-- start SUPPLIED PASSAGE --
Chorten Kora is an important stupa next to the Kholongchu River in Trashi Yangtse, in East Bhutan. Nearby is a town of the same name. The stupa was built in the 15th century  by Lama Ngawang Lodrö, the nephew of Shabdrung Ngawang Namgyal in order to subdue a harmful demon believed to have been living at the site where the stupa is now located. The stupa is modeled after the famous Boudhanath stupa in Nepal popularly known as Jarung Khashor. 

Chorten Kora took twelve years to construct and was consecrated by Je Yonten Thaye. The demon that had harmed the people of the valley was apparently subdued and banished. Thereafter, it is said that the people of the valley continue to live in peace and harmony.

Chorten Kora Festivals
There is an annual Dakpa Kora (circumambulation of the Chorten by the Dakpas) festival held on the 15th of the first lunar month, and a Drukpa Kora (circumambulation of the Chorten by the Bhutanese) festival held at the end of the first lunar month which celebrate the stupa. These festivals are attended by Dakpa people of the neighboring Tawang District of Arunachal Pradesh in India, and Bhutanese from Trashi Yangtse, Trashigang, and Kurtoe.
-- end SUPPLIED PASSAGE --
-- start DATASET EXTRACT --
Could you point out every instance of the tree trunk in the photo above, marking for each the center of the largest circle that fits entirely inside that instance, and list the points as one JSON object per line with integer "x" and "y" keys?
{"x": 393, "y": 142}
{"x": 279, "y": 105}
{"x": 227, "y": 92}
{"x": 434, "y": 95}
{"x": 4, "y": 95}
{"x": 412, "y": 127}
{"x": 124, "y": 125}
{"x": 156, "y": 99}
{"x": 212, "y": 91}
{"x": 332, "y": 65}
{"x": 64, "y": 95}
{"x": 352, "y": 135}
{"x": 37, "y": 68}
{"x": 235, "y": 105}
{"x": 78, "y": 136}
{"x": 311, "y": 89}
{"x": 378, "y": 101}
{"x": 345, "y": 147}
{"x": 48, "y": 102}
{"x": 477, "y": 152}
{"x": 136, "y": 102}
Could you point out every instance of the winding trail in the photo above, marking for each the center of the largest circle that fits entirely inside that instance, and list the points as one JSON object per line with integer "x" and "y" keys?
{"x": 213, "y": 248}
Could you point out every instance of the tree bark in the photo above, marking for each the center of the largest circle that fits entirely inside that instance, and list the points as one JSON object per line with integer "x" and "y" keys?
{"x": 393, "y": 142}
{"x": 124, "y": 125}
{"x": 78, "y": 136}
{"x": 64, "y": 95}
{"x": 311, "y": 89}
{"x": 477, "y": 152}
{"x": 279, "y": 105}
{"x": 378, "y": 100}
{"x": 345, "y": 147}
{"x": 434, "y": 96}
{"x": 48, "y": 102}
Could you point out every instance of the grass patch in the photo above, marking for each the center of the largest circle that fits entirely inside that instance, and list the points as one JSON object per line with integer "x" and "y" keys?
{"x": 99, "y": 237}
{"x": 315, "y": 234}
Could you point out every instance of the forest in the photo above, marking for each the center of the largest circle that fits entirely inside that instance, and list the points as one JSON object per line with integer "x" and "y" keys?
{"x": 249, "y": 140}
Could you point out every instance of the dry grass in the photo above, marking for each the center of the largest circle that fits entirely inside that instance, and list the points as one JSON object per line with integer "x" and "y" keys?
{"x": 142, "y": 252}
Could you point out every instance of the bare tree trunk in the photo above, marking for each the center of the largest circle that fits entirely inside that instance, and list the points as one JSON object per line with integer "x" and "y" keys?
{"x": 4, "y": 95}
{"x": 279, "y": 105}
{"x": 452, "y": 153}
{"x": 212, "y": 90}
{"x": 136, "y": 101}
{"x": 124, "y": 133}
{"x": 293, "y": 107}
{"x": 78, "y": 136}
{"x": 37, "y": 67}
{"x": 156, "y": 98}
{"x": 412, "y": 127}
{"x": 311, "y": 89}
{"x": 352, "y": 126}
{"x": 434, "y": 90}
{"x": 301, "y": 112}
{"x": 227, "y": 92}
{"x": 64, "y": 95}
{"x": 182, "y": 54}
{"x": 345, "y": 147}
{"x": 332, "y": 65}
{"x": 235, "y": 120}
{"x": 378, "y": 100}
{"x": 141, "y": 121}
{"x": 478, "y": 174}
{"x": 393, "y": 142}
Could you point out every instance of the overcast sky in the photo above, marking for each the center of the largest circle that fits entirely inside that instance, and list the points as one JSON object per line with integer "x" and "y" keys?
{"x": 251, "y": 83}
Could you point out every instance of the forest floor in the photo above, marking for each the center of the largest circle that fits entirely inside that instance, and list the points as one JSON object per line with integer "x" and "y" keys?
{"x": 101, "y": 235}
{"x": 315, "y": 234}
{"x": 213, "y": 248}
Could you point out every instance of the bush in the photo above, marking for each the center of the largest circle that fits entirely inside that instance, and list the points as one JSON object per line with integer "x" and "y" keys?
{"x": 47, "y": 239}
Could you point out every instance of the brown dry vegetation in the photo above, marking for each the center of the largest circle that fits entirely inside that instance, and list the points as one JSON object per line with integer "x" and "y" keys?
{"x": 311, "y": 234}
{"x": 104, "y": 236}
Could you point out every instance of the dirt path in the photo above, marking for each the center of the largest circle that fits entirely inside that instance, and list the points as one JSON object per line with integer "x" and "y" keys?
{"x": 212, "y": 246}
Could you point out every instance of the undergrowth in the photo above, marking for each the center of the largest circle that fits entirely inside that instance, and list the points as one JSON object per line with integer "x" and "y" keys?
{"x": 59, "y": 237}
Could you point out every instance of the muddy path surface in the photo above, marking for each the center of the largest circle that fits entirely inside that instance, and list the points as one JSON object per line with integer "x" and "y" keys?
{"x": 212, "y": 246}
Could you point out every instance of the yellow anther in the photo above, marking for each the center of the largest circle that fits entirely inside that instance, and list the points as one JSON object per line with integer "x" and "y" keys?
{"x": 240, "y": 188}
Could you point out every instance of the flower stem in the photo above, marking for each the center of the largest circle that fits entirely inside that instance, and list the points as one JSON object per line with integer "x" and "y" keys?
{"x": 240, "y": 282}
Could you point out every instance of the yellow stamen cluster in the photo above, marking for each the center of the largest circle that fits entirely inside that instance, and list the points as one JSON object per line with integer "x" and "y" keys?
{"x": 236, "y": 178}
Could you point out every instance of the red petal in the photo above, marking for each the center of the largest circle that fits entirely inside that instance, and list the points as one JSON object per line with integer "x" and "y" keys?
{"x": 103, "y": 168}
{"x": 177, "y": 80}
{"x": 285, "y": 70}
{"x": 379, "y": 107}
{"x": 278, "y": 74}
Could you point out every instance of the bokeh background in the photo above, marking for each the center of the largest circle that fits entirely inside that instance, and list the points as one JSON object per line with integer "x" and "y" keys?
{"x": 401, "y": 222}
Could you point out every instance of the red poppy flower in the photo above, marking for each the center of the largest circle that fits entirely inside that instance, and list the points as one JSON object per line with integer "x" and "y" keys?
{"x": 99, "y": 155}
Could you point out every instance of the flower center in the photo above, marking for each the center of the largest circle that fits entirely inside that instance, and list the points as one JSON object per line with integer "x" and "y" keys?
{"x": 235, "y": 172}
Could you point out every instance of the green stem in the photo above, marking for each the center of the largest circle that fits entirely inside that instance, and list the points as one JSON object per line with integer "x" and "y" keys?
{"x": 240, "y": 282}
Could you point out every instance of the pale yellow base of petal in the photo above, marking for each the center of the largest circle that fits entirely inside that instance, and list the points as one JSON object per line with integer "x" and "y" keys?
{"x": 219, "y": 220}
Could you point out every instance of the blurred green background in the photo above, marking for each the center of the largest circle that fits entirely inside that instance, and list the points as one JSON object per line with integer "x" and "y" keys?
-- end DATASET EXTRACT --
__EXERCISES__:
1. Answer these questions from the passage on Chorten Kora:
(a) Which river is the stupa next to?
(b) How many years did the stupa take to construct?
(c) On what date is the Dakpa Kora festival held?
2. Quote the passage on Chorten Kora from "Chorten Kora took" up to and including "Trashigang, and Kurtoe.".
The entries play no role in any of this.

__TASK-BY-TASK OUTPUTS__:
1.
(a) The Kholongchu River
(b) Twelve years
(c) On the 15th of the first lunar month

2.
Chorten Kora took twelve years to construct and was consecrated by Je Yonten Thaye. The demon that had harmed the people of the valley was apparently subdued and banished. Thereafter, it is said that the people of the valley continue to live in peace and harmony.

Chorten Kora Festivals
There is an annual Dakpa Kora (circumambulation of the Chorten by the Dakpas) festival held on the 15th of the first lunar month, and a Drukpa Kora (circumambulation of the Chorten by the Bhutanese) festival held at the end of the first lunar month which celebrate the stupa. These festivals are attended by Dakpa people of the neighboring Tawang District of Arunachal Pradesh in India, and Bhutanese from Trashi Yangtse, Trashigang, and Kurtoe.